SET TASK - Put all the records below into a two-column CSV with the header row "request,answer", writing one row per request. Place the request text and its answer each in a single quoted field, with every line break replaced by a space.

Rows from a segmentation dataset
┌──

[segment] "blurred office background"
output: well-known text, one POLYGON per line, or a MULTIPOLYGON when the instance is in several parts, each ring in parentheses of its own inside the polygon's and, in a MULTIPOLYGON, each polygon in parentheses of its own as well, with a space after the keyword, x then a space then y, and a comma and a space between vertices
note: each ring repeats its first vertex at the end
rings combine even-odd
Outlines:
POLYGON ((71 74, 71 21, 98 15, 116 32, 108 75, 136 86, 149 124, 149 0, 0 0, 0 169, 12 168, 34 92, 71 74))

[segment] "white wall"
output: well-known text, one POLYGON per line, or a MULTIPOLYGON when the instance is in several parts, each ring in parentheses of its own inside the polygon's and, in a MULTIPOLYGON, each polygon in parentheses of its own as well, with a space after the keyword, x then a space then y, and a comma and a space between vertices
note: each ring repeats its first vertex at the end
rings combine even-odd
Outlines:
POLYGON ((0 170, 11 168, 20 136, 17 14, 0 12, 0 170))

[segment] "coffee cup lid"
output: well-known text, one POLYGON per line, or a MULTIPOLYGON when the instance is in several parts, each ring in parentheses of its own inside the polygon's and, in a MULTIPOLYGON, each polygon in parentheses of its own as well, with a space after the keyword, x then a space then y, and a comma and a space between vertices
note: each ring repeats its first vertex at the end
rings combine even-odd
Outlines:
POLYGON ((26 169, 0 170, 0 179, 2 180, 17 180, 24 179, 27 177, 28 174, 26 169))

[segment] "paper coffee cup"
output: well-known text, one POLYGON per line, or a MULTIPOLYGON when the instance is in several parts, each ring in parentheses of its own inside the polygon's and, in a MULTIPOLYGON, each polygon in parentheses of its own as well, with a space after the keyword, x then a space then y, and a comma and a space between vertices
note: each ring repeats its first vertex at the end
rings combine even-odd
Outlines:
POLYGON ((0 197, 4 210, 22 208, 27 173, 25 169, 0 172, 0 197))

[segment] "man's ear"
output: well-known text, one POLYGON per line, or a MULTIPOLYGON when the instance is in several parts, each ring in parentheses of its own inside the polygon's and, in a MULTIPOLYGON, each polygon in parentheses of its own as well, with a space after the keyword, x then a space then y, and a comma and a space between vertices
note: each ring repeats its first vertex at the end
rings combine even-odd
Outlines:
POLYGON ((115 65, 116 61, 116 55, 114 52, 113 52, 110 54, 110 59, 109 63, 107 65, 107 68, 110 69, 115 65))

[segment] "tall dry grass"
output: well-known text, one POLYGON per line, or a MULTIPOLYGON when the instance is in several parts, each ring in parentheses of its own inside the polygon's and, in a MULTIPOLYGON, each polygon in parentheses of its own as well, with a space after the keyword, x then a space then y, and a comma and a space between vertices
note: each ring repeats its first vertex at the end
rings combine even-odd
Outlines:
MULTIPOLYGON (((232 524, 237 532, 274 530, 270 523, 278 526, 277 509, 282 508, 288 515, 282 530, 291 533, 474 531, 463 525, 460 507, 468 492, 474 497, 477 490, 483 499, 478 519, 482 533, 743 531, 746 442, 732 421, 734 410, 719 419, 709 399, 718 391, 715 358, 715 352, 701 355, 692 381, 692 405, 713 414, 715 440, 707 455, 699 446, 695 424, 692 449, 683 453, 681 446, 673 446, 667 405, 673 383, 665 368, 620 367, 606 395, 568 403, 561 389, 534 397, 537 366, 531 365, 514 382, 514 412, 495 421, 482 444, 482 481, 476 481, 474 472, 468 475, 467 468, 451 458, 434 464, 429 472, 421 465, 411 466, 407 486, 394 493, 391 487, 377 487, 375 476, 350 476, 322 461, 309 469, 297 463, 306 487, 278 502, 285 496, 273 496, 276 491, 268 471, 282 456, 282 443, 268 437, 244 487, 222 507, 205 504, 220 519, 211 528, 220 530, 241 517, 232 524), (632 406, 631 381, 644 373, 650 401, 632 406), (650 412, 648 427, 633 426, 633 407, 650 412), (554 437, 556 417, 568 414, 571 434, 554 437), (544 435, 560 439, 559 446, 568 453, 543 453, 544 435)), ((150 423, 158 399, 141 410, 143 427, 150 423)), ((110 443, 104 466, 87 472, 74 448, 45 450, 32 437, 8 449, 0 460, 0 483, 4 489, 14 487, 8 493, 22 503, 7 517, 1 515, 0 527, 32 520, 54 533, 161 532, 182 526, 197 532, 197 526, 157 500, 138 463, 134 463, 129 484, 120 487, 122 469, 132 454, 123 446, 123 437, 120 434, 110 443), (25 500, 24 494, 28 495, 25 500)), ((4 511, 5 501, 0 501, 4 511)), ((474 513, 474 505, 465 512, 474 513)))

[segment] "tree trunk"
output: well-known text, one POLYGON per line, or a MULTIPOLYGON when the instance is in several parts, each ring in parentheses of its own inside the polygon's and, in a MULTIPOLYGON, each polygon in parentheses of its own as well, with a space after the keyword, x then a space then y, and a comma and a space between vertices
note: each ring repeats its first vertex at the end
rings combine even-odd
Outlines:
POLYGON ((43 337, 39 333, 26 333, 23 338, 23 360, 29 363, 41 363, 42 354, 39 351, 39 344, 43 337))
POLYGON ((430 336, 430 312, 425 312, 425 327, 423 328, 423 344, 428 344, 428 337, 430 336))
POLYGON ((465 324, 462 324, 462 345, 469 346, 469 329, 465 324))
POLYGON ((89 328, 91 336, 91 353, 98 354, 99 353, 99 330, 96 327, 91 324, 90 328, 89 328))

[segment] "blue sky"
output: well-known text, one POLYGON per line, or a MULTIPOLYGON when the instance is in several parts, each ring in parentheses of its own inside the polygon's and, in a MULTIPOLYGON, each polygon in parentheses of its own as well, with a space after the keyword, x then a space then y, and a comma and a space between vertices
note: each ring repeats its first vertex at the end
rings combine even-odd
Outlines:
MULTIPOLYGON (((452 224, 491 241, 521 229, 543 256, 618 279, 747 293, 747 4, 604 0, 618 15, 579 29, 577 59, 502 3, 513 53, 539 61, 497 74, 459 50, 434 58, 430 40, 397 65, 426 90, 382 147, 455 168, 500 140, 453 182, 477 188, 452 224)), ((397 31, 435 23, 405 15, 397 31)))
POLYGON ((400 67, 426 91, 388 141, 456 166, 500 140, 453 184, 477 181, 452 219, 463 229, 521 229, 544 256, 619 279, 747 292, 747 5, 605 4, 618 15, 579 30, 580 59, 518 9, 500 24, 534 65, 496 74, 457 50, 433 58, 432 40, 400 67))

└──

EXERCISE SOLUTION -
request,answer
"[segment] ""blurred office background"" output: well-known text, one POLYGON per line, or a MULTIPOLYGON when the instance is in several parts, each ring in parentheses of its own inside the polygon's and, in a MULTIPOLYGON, each polygon in parentheses of its own as well, with a space after the keyword, x then a space then y, and a comma and a space between vertices note: each ring repeats its first vertex at the end rings combine even-odd Outlines:","POLYGON ((71 74, 71 21, 98 15, 116 32, 108 75, 136 86, 149 124, 149 0, 0 0, 0 169, 12 168, 34 92, 71 74))"
"[segment] ""white wall"" output: well-known text, one POLYGON per line, or a MULTIPOLYGON when the instance is in several parts, each ring in parentheses of its own inside the polygon's and, in a MULTIPOLYGON, each polygon in parentheses of its own as well, with a space after the keyword, x then a space then y, and a comma and a space between vertices note: each ring repeats its first vertex at the end rings combine even-odd Outlines:","POLYGON ((0 170, 11 168, 20 136, 17 14, 0 12, 0 170))"
"[segment] ""coffee cup lid"" output: well-known text, one POLYGON per line, or a MULTIPOLYGON when the instance is in several parts, each ring in parentheses of its own inside the polygon's and, in a MULTIPOLYGON, each polygon in parentheses of its own as well, with a space after the keyword, x then a space then y, and a comma and a space between vertices note: each ring repeats its first vertex at the end rings combine even-odd Outlines:","POLYGON ((26 169, 0 170, 0 179, 2 180, 17 180, 24 179, 27 177, 28 174, 26 169))"
"[segment] ""paper coffee cup"" output: well-known text, one POLYGON per line, or a MULTIPOLYGON when the instance is in several parts, each ring in parentheses of its own inside the polygon's and, in a MULTIPOLYGON, each polygon in parentheses of its own as well, with a space after the keyword, x then a space then y, and a comma and a space between vertices note: each ring repeats its first vertex at the end rings combine even-odd Outlines:","POLYGON ((0 197, 4 210, 22 208, 27 173, 25 169, 0 172, 0 197))"
"[segment] ""man's ear"" output: well-known text, one POLYGON per line, or a MULTIPOLYGON when the instance is in several parts, each ring in parentheses of its own inside the polygon's and, in a MULTIPOLYGON, each polygon in parentheses of its own as well, with a space after the keyword, x then a space then y, and a comma and a space between vertices note: each ring repeats its first vertex at the end rings combine even-odd Outlines:","POLYGON ((115 65, 116 61, 116 55, 114 52, 113 52, 110 54, 110 59, 109 63, 107 65, 107 68, 110 69, 115 65))"
"[segment] ""tall dry grass"" output: well-known text, one POLYGON per line, or a MULTIPOLYGON when the instance is in several parts, each ring in parentheses of its own inside the polygon's and, in a MULTIPOLYGON, each polygon in parentheses of its own as well, with a space after the keyword, x then a space then y, and a comma and a space between vertices note: each ring repeats its first vertex at the end rings combine even-odd Outlines:","MULTIPOLYGON (((232 524, 237 532, 274 530, 270 523, 278 526, 277 509, 282 508, 288 515, 282 530, 291 533, 474 531, 463 525, 460 507, 468 492, 474 497, 477 490, 483 499, 478 519, 482 533, 743 531, 746 442, 732 421, 734 410, 719 419, 709 399, 718 391, 715 358, 715 352, 701 355, 692 381, 692 405, 713 414, 715 440, 707 455, 699 446, 695 424, 692 449, 683 453, 681 446, 673 446, 667 405, 673 383, 665 368, 620 367, 606 395, 568 403, 561 389, 534 397, 537 366, 531 365, 514 382, 514 412, 495 421, 482 444, 482 481, 476 481, 474 472, 468 475, 467 468, 451 458, 434 464, 429 472, 421 465, 411 466, 407 486, 394 493, 391 487, 377 487, 375 476, 350 476, 322 461, 309 469, 297 463, 306 487, 278 502, 285 496, 273 496, 276 491, 268 471, 282 456, 282 443, 268 437, 244 487, 222 507, 205 504, 220 519, 211 528, 220 530, 241 517, 232 524), (632 406, 631 381, 644 373, 650 401, 632 406), (650 412, 648 427, 633 426, 633 407, 650 412), (554 437, 556 417, 568 414, 571 434, 554 437), (544 435, 560 439, 559 446, 568 453, 543 453, 544 435)), ((150 423, 158 399, 141 410, 143 427, 150 423)), ((110 443, 104 466, 87 472, 74 448, 45 450, 32 437, 8 449, 0 460, 0 483, 4 489, 14 487, 8 493, 22 503, 7 517, 1 515, 0 527, 32 520, 54 533, 161 532, 182 526, 197 532, 197 526, 157 500, 138 463, 134 463, 129 484, 120 487, 122 469, 132 454, 123 446, 123 437, 120 434, 110 443), (25 500, 24 494, 28 495, 25 500)), ((4 511, 5 501, 0 501, 4 511)), ((474 513, 474 505, 465 512, 474 513)))"
"[segment] ""tree trunk"" output: well-known text, one POLYGON per line, or a MULTIPOLYGON when the instance is in several parts, each ring in parentheses of its own inside the polygon's and, in a MULTIPOLYGON, each polygon in parentheses of its own as well, with a space after the keyword, x then a space then y, and a comma and a space between vertices note: each ring repeats its first vertex at the end rings combine even-odd Outlines:","POLYGON ((43 337, 39 333, 26 333, 23 338, 23 360, 29 363, 41 363, 42 354, 39 351, 39 344, 43 337)) POLYGON ((430 336, 430 312, 425 312, 425 327, 423 328, 423 344, 428 344, 428 337, 430 336)) POLYGON ((465 324, 462 324, 462 345, 469 346, 469 329, 465 324)) POLYGON ((89 328, 91 336, 91 353, 98 354, 99 353, 99 330, 96 327, 91 324, 90 328, 89 328))"
"[segment] ""blue sky"" output: well-known text, one POLYGON per line, or a MULTIPOLYGON when the instance is in several parts, each ring in parentheses of its own inside the polygon's and, in a MULTIPOLYGON, each polygon in parentheses of its own as well, with a space after the keyword, x then a space then y, and a comma and a space between vertices note: each ring repeats its first vertex at the end rings combine even-odd Outlines:","MULTIPOLYGON (((452 224, 491 241, 521 229, 543 256, 618 279, 747 293, 747 4, 604 0, 618 15, 579 29, 577 59, 502 3, 513 53, 539 61, 497 74, 459 50, 434 58, 430 40, 397 65, 426 90, 382 147, 455 168, 500 140, 453 182, 477 188, 452 224)), ((397 31, 435 23, 405 15, 397 31))) POLYGON ((400 67, 426 91, 388 141, 456 166, 500 140, 453 184, 477 181, 452 219, 463 229, 521 229, 544 256, 619 279, 747 292, 747 5, 605 4, 618 15, 579 30, 580 59, 518 9, 500 24, 534 65, 496 74, 457 50, 433 58, 432 40, 400 67))"